=== EXCERPTED PASSAGE ===
------------------------------

This occurs because any system that must preserve its own description so it can reproduce ends up structurally confined to a lower-dimensional subspace of strategies. By “strategies,” I mean the computations that can be performed, the problems it can solve, and the configurations it can exist as. The complement of this subspace is something I call the Forbidden Zone. In this area, there are a set of peculiar strategies that necessitate the destruction, or irreversible modification, of the system’s own blueprint. We have good examples of these from biology:

  • B Cells produce unique antibodies by discarding and rearranging parts of their own DNA in an irreversible step.[2][3] They cannot make a faithful copy of the genome they threw away.
  • Immune effector cells actively hunt tumor cells and pathogens. Once they have completed their attack, they deliberately self-destruct (apoptosis). A destroyed cell cannot be copied.
  • Neurons are stable because they permanently exit the cell cycle (they become post-mitotic). This is necessary because their function relies on long-term signal transmission and homeostasis. These cells are alive but sterile; their irreversible modification means reproducing would destroy their functional value.

All of these strategies, whether they require a cell to discard parts of itself, destroy itself, or commit to an irreversible non-replicating state, exist in the Forbidden Zone. Dramatically, no integrated, self-replicating system can execute them. The body exists because the genome cannot perform these special strategies itself, it must build mortal systems to run computations that self-replication makes mathematically impossible.

This dual immortal/mortal strategy does not apply to all life, for example a bacterium does not need a body to survive. There is, however, a precise threshold where the level of complexity demands relinquishing wholly contained self-integration. I identify a Regime Dichotomy based on how search space scales:

  • The Polynomial Regime: Complexity is low and the cost of self-preservation is minimal because the problems that the system faces are proportional to its size. These are things like replicating your DNA, adapting to a local environment, and running a basic metabolism. Bacteria exist in this regime, where integration is essentially free.
  • The Exponential Regime: Problems involve combinatorial search, and each degree of additional complexity multiplies the number of potential strategies rather than just adding to them. Self-preservation excludes the system from an exponentially large fraction of its reachable strategy space in this regime. This is where B cells and neurons exist.

There is a sharp phase-based transition at exactly the exponential regime and this is meaningful because it is not a sliding scale; it proves exactly why the Weismann barrier appears where it does in nature. When a self-replicating system enters the exponential regime, the only architecture that can retain its full computational capabilities is one composed of a simple immortal replicator that builds complex mortal workers. This is why humans need bodies, but bacteria do not.

------------------------------

Dataset entries:
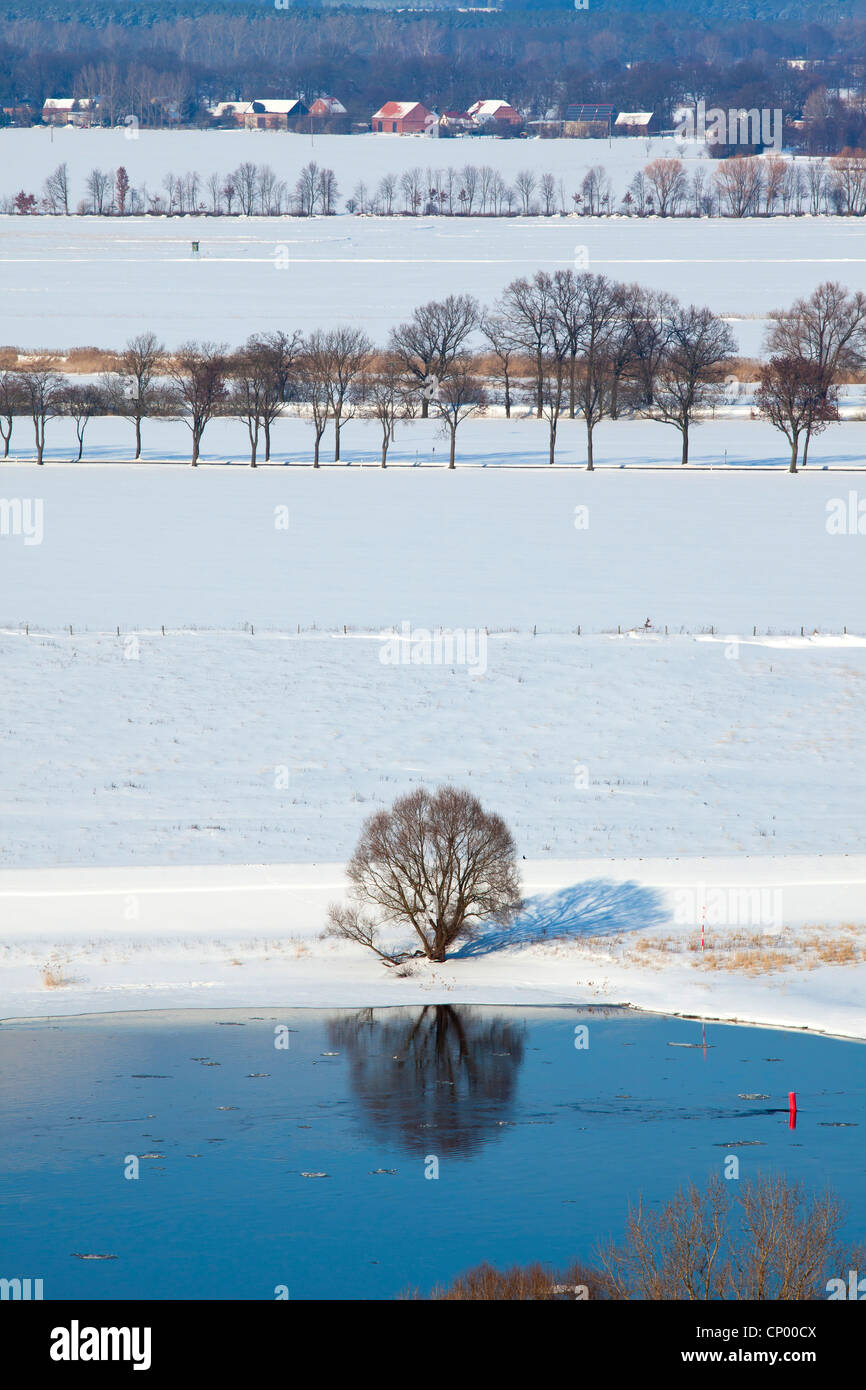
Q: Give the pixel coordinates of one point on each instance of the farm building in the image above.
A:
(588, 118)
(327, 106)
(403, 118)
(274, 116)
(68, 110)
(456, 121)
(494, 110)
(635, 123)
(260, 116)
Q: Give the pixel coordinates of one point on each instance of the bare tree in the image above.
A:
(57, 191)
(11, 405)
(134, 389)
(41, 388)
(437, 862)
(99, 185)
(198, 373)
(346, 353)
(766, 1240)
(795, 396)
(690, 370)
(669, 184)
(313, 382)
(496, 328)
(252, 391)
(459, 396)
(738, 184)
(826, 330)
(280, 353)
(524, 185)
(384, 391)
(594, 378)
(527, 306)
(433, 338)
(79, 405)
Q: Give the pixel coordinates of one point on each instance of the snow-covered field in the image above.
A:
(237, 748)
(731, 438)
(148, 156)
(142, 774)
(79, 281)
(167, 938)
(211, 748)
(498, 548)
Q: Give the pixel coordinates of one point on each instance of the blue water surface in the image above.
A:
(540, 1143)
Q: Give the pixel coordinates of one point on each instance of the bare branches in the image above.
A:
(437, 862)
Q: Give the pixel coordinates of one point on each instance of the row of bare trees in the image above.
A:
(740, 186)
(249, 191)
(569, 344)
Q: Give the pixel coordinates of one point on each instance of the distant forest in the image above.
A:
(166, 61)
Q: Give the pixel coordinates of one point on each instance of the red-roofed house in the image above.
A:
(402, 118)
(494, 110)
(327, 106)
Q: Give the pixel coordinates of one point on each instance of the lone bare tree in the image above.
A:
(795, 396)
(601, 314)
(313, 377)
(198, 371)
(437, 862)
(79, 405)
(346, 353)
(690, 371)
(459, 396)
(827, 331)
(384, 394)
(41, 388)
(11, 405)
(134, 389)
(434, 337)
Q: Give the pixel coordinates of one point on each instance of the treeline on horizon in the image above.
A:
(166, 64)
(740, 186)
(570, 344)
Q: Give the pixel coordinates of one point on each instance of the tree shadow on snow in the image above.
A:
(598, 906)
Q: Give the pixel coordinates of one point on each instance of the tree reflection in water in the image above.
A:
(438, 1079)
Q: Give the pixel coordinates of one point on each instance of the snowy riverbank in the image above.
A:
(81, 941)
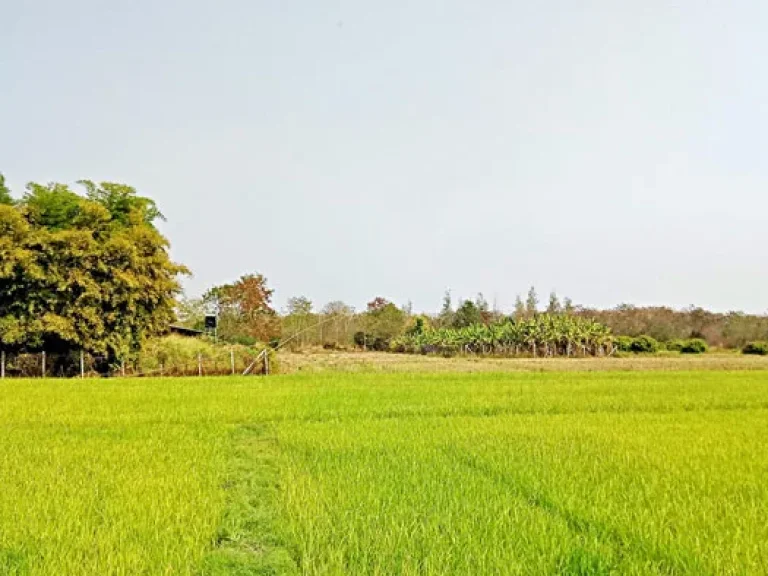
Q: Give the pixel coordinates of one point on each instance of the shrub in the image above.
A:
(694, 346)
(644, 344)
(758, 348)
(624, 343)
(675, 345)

------------------------------

=== WHAT YOU WILL DO ===
1. Decide whether each statement agrees with the passage on the Forbidden Zone. Answer yes or no for each, and quote the words of the passage that settle it: (a) Bacteria exist in the Polynomial Regime. (b) Neurons could reproduce without losing their functional value. (c) The shift between the two regimes is a sliding scale.
2. Reproduce word for word the part of the passage on the Forbidden Zone that begins at the words "This dual immortal/mortal" and ends after "is essentially free.".
These entries have nothing to do with the passage on the Forbidden Zone.

=== ANSWERS IN ORDER ===
1.
(a) Yes: "Bacteria exist in this regime, where integration is essentially free."
(b) No: "their irreversible modification means reproducing would destroy their functional value."
(c) No: "it is not a sliding scale"

2.
This dual immortal/mortal strategy does not apply to all life, for example a bacterium does not need a body to survive. There is, however, a precise threshold where the level of complexity demands relinquishing wholly contained self-integration. I identify a Regime Dichotomy based on how search space scales:

  • The Polynomial Regime: Complexity is low and the cost of self-preservation is minimal because the problems that the system faces are proportional to its size. These are things like replicating your DNA, adapting to a local environment, and running a basic metabolism. Bacteria exist in this regime, where integration is essentially free.